▶ _Task brief_
Go on with the post about upgrading to Windows 7 after its last sentence, in the same first-person voice.

While my main laptop vmware image is still windows 2000, because I can't bear the time it would take me to upgrade it, needless to say that some stuff doesn't work with w2k anymore, and now there even are things that don't work with windows XP. When you add the fact that XP is quite insecure as a default OS, it was time to look at upgrading to windows 7.
After too much time spent upgrading 2 machines, here are my impressions:
Microsoft, why do you make it so hard to get legal media from you when the software is heavily key protected anyway? You're only hiding it from your paying customers at this point... It's pretty pathetic that users can't just easily download a safe version of each release (including the enterprise one which I was after) from their website
While the newer interface is pretty nice, I have yet to find how to change display settings in file explorer (show hidden files or don't hide file extensions and stuff like that). By the way, why is it a good idea to hide file extensions again?

▶ _Coordinate labeling data_
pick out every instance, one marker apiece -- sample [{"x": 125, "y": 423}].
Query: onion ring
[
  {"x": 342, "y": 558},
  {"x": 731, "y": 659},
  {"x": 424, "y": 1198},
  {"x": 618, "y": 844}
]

▶ _Expected answer_
Junctions, really? First, Microsoft had to make bogus symlinks otherwise known as shortcuts, and when they realized that they were crap and didn't really work, they had to make junctions instead. Junctions are deep magic that is hard to create or deal with for a user, and they look exactly the same than shortcuts in explorer. Worse, you can't edit/modify any file in a directory you own if you got there through a junction and get no useful error message. In other words, they still fucked up symlinks!
It's pretty wild to see junctions with the exact same name than a file in a given directory. It makes no sense at all.
They moved things around, but 20 years later, there is still no way to know who owns a given file on the filesystem to know if it's safe to move/remove, nor is there a way to check the integrity of all files from a given software package, or the operating system (some software and the OS do their own somewhat, but no comprehensive way for the user to do that). Linux has had that for a good 15 years.
This then brings up to windows rot, or the fact that over time DLLs get corrupted, replaced by other incompatible ones, malware modifies the system, and hard drive problems or unclean shutdowns delete files. I've never ever had to re-install a single linux system because I didn't know what state it was in or how to fix it. I could always tell which files were missing, or corrupt by checking the file database and re-install necessary packages. With windows, you _still_ have to wipe and re-install the entire system. Microsoft, hello! This isn't 1995 anymore (actually linux had fixed that problem around 1995 already).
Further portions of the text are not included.